_The task_.
Locate every line in the records that contains the string "shirt" and copy each one. Matching is case-sensitive.

━━━━━ Given data ━━━━━

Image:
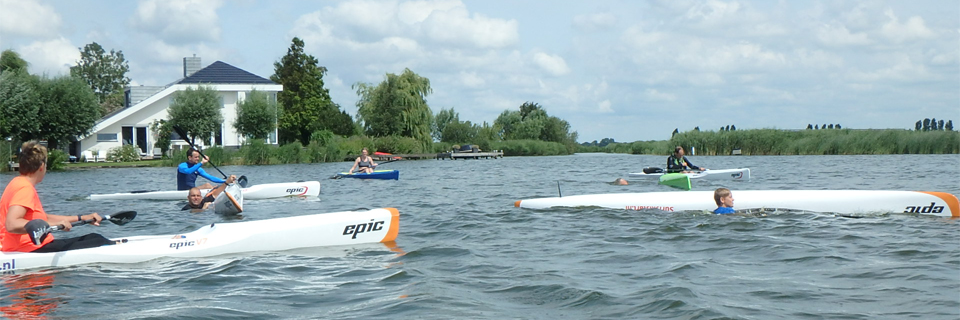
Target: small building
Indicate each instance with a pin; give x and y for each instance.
(145, 104)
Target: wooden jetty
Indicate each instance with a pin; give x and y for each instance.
(470, 155)
(439, 156)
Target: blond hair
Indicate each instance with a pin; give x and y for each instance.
(720, 193)
(32, 156)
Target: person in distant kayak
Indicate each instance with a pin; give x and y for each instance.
(724, 199)
(188, 171)
(196, 201)
(364, 163)
(20, 204)
(677, 162)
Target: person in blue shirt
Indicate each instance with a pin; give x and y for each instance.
(724, 199)
(678, 162)
(188, 171)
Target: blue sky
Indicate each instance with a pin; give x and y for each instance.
(628, 70)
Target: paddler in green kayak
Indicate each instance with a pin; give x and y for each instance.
(677, 162)
(364, 163)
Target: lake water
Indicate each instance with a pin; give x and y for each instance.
(464, 251)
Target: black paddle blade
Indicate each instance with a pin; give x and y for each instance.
(38, 230)
(181, 133)
(242, 180)
(122, 217)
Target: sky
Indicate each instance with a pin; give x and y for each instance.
(627, 70)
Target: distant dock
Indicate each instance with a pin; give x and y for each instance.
(439, 156)
(470, 155)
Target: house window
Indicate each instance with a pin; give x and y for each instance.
(106, 137)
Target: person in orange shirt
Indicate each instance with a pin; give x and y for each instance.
(20, 203)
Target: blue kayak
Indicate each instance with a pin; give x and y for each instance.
(377, 174)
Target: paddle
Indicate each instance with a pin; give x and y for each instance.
(39, 229)
(338, 176)
(242, 180)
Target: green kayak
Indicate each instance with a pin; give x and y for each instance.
(676, 180)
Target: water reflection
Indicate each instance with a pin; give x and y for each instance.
(28, 299)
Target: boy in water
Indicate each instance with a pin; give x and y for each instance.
(724, 199)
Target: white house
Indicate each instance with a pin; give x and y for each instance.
(145, 104)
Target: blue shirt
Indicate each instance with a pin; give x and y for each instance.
(187, 176)
(724, 210)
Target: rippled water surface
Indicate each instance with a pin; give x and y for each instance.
(465, 252)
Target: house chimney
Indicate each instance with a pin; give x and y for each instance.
(190, 65)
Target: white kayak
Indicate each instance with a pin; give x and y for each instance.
(254, 192)
(316, 230)
(832, 201)
(719, 174)
(230, 201)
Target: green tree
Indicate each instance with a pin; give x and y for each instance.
(197, 111)
(305, 105)
(68, 109)
(256, 115)
(396, 107)
(10, 61)
(105, 73)
(532, 122)
(441, 120)
(460, 132)
(19, 105)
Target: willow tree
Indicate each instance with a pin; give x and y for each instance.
(396, 107)
(197, 111)
(105, 73)
(256, 115)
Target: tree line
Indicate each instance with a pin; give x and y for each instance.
(825, 126)
(62, 108)
(934, 125)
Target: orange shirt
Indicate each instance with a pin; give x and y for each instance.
(20, 192)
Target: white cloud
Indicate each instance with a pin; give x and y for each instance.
(455, 26)
(604, 106)
(53, 57)
(840, 36)
(653, 94)
(179, 21)
(900, 69)
(913, 29)
(471, 80)
(447, 23)
(28, 18)
(712, 12)
(554, 65)
(595, 21)
(818, 59)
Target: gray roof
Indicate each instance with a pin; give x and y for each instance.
(221, 72)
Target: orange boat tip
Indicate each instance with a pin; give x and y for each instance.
(393, 211)
(394, 225)
(950, 199)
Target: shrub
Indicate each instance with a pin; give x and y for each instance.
(291, 153)
(55, 160)
(256, 152)
(125, 153)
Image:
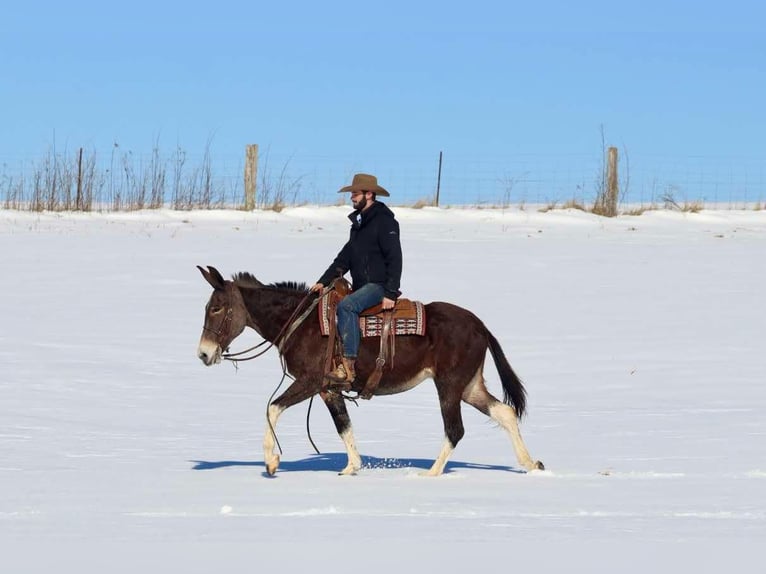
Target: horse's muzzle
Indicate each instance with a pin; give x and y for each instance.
(209, 353)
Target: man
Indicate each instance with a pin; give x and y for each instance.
(373, 255)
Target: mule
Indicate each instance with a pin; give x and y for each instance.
(451, 353)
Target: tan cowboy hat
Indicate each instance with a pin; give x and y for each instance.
(365, 182)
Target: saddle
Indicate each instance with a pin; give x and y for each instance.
(407, 318)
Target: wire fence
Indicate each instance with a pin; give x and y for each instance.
(127, 180)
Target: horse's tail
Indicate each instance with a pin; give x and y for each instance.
(514, 393)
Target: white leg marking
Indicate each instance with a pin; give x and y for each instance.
(506, 416)
(354, 460)
(270, 458)
(441, 461)
(476, 394)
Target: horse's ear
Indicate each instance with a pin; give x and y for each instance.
(213, 277)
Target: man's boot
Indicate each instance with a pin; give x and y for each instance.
(344, 374)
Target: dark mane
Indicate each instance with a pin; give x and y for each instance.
(245, 279)
(290, 286)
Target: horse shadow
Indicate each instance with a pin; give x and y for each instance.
(335, 461)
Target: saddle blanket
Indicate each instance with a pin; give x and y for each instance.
(409, 319)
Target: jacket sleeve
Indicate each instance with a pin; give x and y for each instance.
(339, 267)
(391, 248)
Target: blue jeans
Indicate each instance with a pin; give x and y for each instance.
(348, 315)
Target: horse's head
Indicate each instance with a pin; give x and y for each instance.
(225, 317)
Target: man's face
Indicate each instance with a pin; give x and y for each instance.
(359, 199)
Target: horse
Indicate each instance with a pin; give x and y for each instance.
(451, 353)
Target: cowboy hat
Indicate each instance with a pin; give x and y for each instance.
(365, 182)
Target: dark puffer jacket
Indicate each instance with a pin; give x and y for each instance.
(373, 253)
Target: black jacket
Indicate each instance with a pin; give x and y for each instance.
(373, 253)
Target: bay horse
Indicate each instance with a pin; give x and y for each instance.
(452, 353)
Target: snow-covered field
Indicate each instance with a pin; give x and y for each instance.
(641, 341)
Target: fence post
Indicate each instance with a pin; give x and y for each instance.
(78, 199)
(612, 185)
(251, 175)
(438, 181)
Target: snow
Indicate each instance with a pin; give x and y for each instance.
(640, 341)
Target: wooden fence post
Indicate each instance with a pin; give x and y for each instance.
(251, 175)
(612, 185)
(78, 199)
(438, 181)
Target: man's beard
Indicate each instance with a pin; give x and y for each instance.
(361, 204)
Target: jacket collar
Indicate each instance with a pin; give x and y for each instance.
(367, 215)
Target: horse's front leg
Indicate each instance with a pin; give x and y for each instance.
(336, 404)
(299, 391)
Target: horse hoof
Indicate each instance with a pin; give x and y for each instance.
(271, 467)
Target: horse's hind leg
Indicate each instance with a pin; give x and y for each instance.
(453, 426)
(299, 391)
(336, 404)
(477, 395)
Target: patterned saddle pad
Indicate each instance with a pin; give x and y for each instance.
(409, 318)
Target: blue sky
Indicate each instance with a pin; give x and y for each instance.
(365, 81)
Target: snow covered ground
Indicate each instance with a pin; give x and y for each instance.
(640, 340)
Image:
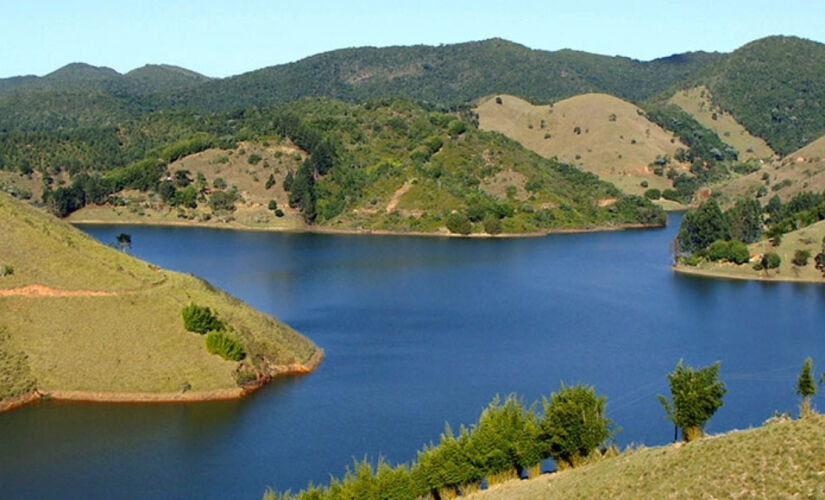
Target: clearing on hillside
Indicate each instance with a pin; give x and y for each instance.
(599, 133)
(697, 102)
(103, 322)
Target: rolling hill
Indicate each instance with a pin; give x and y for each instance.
(597, 132)
(80, 320)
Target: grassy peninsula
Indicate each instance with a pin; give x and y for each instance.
(79, 320)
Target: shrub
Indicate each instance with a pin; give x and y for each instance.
(574, 424)
(696, 396)
(459, 223)
(771, 260)
(653, 194)
(200, 319)
(224, 346)
(800, 258)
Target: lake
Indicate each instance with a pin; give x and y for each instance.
(419, 331)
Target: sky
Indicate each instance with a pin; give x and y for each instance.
(223, 38)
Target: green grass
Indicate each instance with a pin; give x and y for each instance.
(778, 460)
(134, 341)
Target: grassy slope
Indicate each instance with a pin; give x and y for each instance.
(234, 168)
(604, 147)
(130, 342)
(807, 238)
(804, 169)
(698, 103)
(779, 460)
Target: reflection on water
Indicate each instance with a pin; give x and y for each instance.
(418, 331)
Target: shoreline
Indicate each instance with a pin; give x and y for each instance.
(227, 394)
(710, 273)
(368, 232)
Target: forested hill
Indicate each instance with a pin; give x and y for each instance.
(81, 78)
(80, 95)
(774, 87)
(445, 74)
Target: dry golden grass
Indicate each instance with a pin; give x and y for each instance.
(234, 168)
(133, 341)
(697, 103)
(808, 238)
(778, 460)
(615, 142)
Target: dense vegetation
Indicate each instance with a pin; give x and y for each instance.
(775, 87)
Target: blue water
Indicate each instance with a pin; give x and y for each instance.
(420, 331)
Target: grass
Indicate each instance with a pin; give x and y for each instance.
(807, 238)
(778, 460)
(616, 142)
(697, 103)
(133, 341)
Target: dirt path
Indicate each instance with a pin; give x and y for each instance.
(44, 291)
(396, 197)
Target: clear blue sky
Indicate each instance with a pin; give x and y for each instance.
(222, 38)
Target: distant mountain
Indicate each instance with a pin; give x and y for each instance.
(446, 74)
(82, 79)
(774, 87)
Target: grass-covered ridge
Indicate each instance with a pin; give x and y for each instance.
(779, 460)
(105, 323)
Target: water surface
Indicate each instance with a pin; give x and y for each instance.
(419, 331)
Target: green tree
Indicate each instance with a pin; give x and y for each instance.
(805, 387)
(574, 424)
(703, 226)
(696, 396)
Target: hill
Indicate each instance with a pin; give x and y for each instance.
(778, 460)
(387, 165)
(698, 103)
(774, 87)
(597, 132)
(80, 320)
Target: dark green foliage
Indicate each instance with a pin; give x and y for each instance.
(696, 396)
(745, 220)
(222, 200)
(217, 342)
(653, 194)
(771, 260)
(200, 319)
(800, 258)
(703, 226)
(731, 251)
(574, 423)
(459, 223)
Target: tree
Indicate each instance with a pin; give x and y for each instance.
(574, 424)
(696, 396)
(805, 387)
(124, 241)
(703, 226)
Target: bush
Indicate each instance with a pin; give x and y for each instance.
(771, 260)
(574, 424)
(200, 319)
(653, 194)
(459, 223)
(800, 258)
(224, 346)
(696, 396)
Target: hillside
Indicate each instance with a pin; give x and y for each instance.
(325, 165)
(614, 141)
(774, 87)
(778, 460)
(698, 103)
(80, 320)
(445, 74)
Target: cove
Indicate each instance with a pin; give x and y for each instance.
(419, 331)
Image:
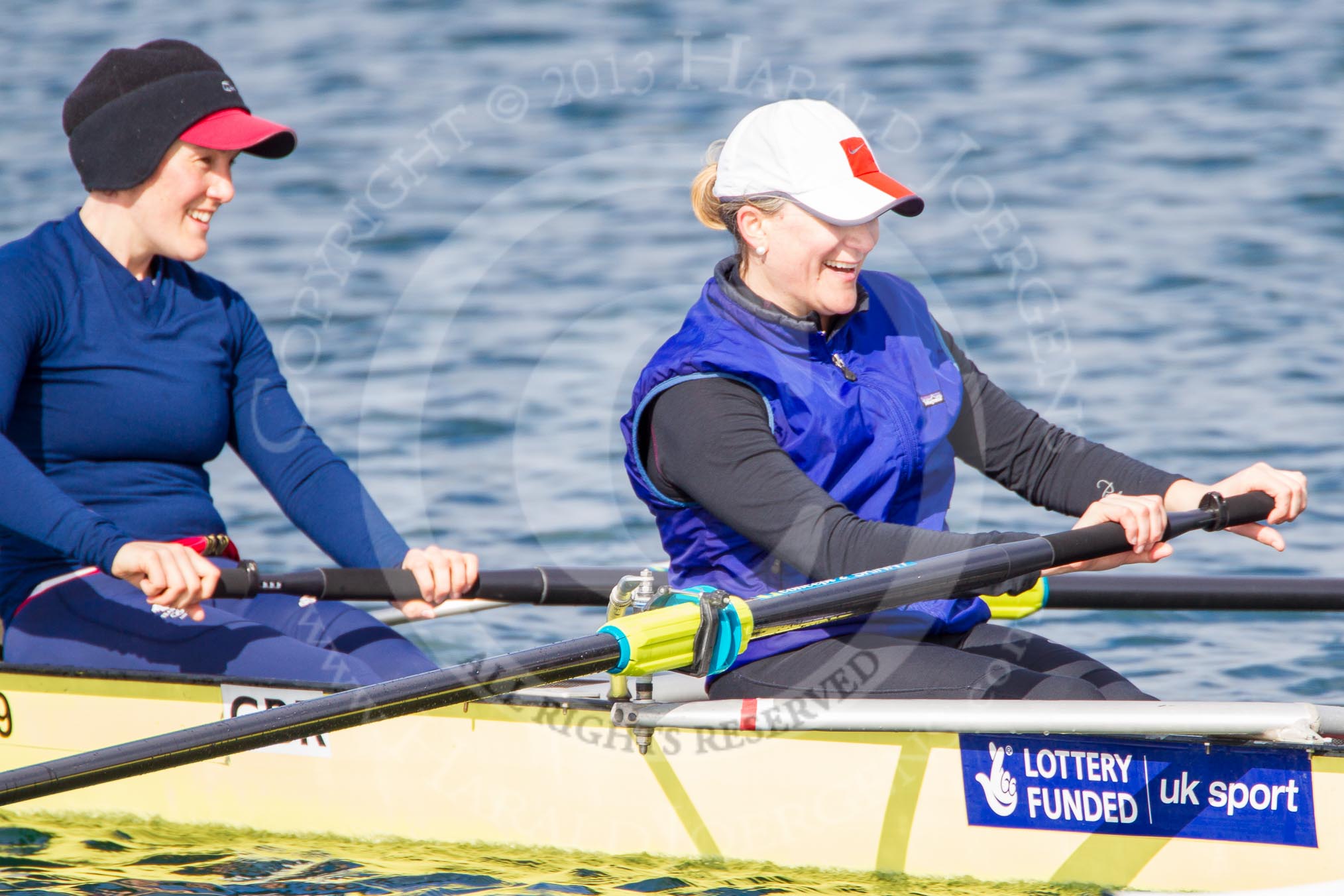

━━━━━

_Solution for this task_.
Target: person in blue shirt
Target: person in orange shirt
Target: blue shirt
Target: orange shirt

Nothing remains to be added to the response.